#### WHAT TO WORK ON
Below is a listing. Gather each line of it that contains "Write".

#### EXERCISE MATERIALS
==*==

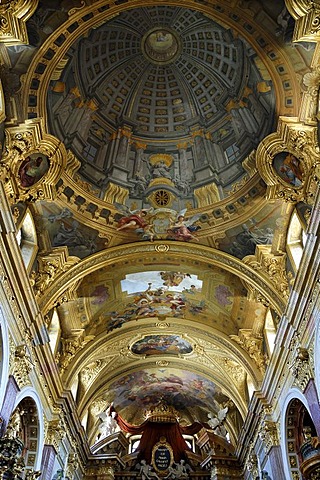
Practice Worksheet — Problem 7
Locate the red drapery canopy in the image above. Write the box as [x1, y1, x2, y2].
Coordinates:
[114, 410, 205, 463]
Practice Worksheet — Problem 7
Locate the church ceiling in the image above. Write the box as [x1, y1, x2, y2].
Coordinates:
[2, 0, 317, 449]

==*==

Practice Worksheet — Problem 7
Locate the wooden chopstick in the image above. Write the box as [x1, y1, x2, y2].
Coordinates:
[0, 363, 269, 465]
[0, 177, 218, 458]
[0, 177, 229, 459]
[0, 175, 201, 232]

==*==

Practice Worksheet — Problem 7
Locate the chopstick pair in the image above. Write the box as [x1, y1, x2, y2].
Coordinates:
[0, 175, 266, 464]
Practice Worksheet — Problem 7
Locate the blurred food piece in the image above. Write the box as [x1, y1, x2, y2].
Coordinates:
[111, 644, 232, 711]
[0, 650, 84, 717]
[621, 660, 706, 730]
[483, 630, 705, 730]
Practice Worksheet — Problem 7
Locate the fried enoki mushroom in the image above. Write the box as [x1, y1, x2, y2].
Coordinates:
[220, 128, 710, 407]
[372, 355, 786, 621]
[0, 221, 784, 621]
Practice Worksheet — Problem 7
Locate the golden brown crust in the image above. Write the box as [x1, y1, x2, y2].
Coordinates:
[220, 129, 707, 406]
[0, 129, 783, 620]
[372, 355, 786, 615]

==*==

#### SOLUTION
Locate the red drapery canopy in the image above. Write the box as [x1, y1, x2, y2].
Locate the church ceiling in the image above. Write the box as [x1, y1, x2, y2].
Locate the wooden chopstick in the image above. Write the box as [x1, y1, x2, y2].
Locate the chopstick pair in the image above. Write the box as [x1, y1, x2, y2].
Locate the blurred food piece in the image above. Write the box as [x1, y1, x2, y2].
Locate the fried enoki mushroom in the image above. Write the box as [x1, y1, x2, y2].
Locate the golden brown crust in the image above. Write the box as [x1, y1, x2, y2].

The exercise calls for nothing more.